やること:
新生児黄疸の文書から、「新生児黄疸〔しんせいじおうだん〕」で始まり「なるので「核黄疸」という)。」で終わる部分を、一字も変えずに書き出すこと。

文書の抜粋:
• • • • •
新生児黄疸〔しんせいじおうだん〕

 ほとんどの新生児は生後2~4日ころに一時的に皮膚が黄色味をおびてきます。これが生理的新生児黄疸です。胎児期の血液がこわされてビリルビンという色素が出ることと、その色素を処理する肝臓の能力が低いために起こります。新生児早期に黄疸があらわれる病気としては、次の2つの病気があります。
□特発性高ビリルビン血症
 時にビリルビンが高値となり、治療が必要となる場合です。
□新生児溶血性疾患
 血液型にはRh式、ABO式などいろいろなタイプの分類法があります。母親がRh(-)で胎児が(+)、母親がO型で胎児がA型またはB型などの場合、母親の血液に胎児の血液をこわす抗体ができて胎児へ移行するため、赤ちゃんの血液がこわされ、貧血と黄疸があらわれます。

[治療]
 ビリルビンが多くなると、脳に入り込んで神経細胞をこわし、死にいたったり脳性まひを起こしたりします(脳内の神経細胞が集まっている核にビリルビンが沈着して黄色になるので「核黄疸」という)。
 予防のためには、蛍光管や発光ダイオード(LED)からの強い光を児に当てて、ビリルビンを分解する光療法があります。それでもビリルビンの上昇を防げないときには、児の血液を交換します(交換輸血)。
• • • • •
資料:
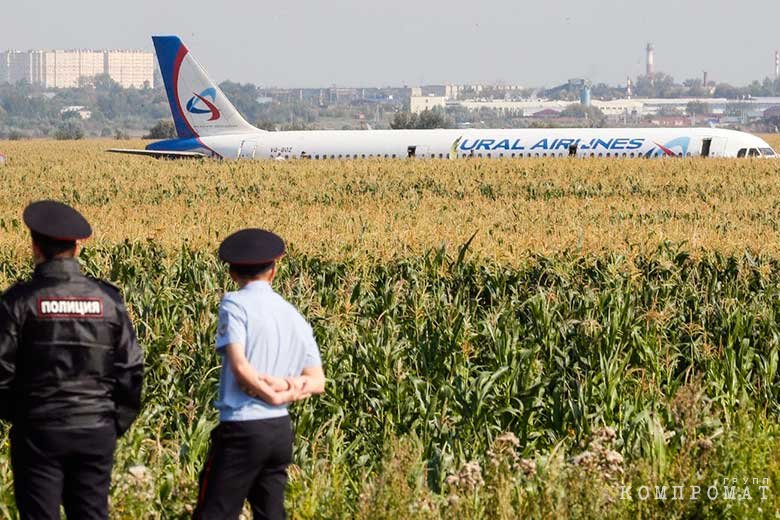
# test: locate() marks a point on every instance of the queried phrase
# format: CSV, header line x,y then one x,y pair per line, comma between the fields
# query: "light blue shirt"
x,y
277,341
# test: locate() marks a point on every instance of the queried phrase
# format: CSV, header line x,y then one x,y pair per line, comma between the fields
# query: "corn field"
x,y
524,339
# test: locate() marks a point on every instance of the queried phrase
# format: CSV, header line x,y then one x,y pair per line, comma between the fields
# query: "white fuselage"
x,y
520,143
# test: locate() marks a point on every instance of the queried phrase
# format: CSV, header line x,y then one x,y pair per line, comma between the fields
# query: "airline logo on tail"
x,y
207,98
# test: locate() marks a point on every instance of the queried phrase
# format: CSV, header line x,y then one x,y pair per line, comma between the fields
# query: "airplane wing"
x,y
159,154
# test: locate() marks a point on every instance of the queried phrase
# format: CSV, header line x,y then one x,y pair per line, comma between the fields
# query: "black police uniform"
x,y
71,373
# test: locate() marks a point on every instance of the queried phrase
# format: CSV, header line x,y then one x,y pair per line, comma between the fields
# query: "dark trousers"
x,y
246,460
71,467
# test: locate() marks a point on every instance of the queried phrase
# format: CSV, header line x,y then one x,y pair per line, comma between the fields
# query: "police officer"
x,y
70,373
269,359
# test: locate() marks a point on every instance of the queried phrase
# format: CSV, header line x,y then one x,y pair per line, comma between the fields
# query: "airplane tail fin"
x,y
198,105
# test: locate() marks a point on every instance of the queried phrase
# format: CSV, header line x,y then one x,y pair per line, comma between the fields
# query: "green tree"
x,y
69,130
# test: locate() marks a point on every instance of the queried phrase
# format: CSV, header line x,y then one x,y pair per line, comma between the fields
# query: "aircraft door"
x,y
247,149
418,151
713,147
718,147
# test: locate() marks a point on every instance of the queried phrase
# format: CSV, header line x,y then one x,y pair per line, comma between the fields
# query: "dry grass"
x,y
389,208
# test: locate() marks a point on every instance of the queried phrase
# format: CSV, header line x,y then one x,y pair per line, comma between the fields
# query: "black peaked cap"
x,y
251,247
56,220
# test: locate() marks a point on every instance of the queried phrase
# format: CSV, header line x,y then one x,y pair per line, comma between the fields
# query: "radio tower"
x,y
777,65
650,60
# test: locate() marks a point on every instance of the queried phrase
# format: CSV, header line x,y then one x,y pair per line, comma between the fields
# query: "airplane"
x,y
208,125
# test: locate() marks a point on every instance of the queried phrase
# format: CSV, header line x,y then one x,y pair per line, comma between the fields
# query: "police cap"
x,y
251,247
56,220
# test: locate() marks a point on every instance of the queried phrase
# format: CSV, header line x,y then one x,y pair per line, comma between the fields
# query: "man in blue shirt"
x,y
269,359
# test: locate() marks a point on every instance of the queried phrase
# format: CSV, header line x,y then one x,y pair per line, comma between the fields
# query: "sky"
x,y
311,43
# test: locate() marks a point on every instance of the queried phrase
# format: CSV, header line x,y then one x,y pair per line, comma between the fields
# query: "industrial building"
x,y
68,68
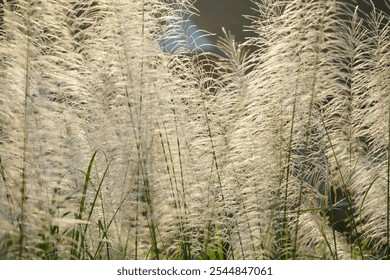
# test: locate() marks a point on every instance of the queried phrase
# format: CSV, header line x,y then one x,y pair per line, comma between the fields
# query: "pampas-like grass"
x,y
111,148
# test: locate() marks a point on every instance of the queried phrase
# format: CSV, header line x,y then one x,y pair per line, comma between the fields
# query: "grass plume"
x,y
272,148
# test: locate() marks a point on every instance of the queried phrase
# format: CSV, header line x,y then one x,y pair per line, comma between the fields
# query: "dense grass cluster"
x,y
111,148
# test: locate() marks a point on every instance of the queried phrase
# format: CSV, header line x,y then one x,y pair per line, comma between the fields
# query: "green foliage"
x,y
112,149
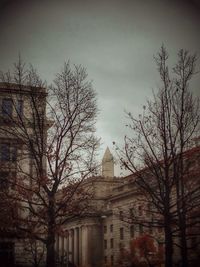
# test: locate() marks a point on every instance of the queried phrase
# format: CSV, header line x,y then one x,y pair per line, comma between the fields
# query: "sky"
x,y
114,39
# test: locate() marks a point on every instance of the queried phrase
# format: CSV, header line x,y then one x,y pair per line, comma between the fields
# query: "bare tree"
x,y
53,130
155,153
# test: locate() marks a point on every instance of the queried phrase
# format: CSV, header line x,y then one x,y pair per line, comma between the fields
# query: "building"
x,y
95,239
99,238
16,164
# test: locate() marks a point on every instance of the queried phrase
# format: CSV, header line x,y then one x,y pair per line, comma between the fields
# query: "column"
x,y
84,245
70,246
80,246
76,246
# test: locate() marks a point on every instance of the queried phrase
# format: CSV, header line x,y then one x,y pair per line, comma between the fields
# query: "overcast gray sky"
x,y
114,39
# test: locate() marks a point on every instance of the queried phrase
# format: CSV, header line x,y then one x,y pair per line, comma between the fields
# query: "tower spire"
x,y
108,164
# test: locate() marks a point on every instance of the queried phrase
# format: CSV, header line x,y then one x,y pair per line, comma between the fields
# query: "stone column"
x,y
80,246
76,246
60,246
84,246
70,246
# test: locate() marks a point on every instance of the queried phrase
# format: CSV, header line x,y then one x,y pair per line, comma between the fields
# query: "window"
x,y
111,228
111,243
7,108
150,229
121,215
19,108
105,244
5,152
4,180
111,260
132,231
140,229
121,231
140,210
8,152
131,212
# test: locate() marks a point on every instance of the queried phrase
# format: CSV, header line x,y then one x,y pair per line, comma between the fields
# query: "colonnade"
x,y
73,245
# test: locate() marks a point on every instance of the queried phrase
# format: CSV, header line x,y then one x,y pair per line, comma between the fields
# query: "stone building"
x,y
98,239
95,239
15,163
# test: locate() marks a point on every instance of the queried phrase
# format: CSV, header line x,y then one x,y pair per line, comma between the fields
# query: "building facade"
x,y
16,165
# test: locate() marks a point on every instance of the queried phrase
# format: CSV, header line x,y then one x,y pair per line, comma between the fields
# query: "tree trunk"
x,y
168,244
50,257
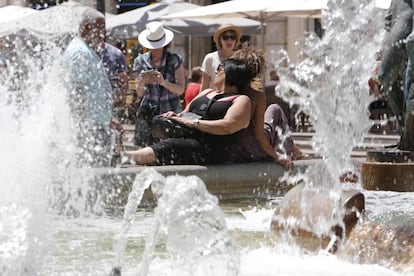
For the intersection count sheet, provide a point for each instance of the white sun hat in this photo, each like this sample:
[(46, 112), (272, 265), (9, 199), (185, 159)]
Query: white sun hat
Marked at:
[(155, 36)]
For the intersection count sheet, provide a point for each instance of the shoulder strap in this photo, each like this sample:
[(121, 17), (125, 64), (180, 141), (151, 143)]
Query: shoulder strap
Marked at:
[(227, 98)]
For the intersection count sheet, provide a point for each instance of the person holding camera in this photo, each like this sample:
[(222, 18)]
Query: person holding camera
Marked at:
[(160, 79), (224, 113)]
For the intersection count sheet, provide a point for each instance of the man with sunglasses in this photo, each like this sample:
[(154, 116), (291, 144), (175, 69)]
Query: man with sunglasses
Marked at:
[(227, 37)]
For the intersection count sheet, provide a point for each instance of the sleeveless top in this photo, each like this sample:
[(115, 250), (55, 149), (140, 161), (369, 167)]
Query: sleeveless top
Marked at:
[(215, 109)]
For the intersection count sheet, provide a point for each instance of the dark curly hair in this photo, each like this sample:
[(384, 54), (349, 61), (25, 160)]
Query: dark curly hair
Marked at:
[(254, 59)]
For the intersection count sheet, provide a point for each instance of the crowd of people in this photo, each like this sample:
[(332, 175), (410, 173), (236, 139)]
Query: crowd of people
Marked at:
[(233, 123)]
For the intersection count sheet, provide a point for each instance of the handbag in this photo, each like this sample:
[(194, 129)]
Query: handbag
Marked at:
[(163, 128), (142, 135)]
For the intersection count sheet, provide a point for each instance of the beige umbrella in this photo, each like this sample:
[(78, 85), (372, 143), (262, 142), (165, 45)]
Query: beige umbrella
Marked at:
[(129, 24), (261, 10), (51, 22)]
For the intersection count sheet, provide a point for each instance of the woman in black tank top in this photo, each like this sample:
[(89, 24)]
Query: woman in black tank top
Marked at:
[(225, 113)]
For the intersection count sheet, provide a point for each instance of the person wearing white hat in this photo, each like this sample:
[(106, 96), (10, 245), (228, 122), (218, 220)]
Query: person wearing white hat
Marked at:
[(227, 37), (160, 79)]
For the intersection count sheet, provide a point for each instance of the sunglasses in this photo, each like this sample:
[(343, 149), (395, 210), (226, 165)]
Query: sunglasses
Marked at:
[(227, 37), (219, 68)]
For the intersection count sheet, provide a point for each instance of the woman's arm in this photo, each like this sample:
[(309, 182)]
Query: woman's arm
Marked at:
[(259, 134), (205, 81), (237, 117)]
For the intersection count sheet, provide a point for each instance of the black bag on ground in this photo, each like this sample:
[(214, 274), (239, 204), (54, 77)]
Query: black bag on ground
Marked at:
[(163, 128), (143, 125)]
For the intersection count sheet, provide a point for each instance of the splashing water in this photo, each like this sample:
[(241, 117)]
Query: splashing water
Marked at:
[(194, 225), (39, 174), (331, 83)]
• • • • •
解答:
新生児黄疸〔しんせいじおうだん〕

 ほとんどの新生児は生後2~4日ころに一時的に皮膚が黄色味をおびてきます。これが生理的新生児黄疸です。胎児期の血液がこわされてビリルビンという色素が出ることと、その色素を処理する肝臓の能力が低いために起こります。新生児早期に黄疸があらわれる病気としては、次の2つの病気があります。
□特発性高ビリルビン血症
 時にビリルビンが高値となり、治療が必要となる場合です。
□新生児溶血性疾患
 血液型にはRh式、ABO式などいろいろなタイプの分類法があります。母親がRh(-)で胎児が(+)、母親がO型で胎児がA型またはB型などの場合、母親の血液に胎児の血液をこわす抗体ができて胎児へ移行するため、赤ちゃんの血液がこわされ、貧血と黄疸があらわれます。

[治療]
 ビリルビンが多くなると、脳に入り込んで神経細胞をこわし、死にいたったり脳性まひを起こしたりします(脳内の神経細胞が集まっている核にビリルビンが沈着して黄色になるので「核黄疸」という)。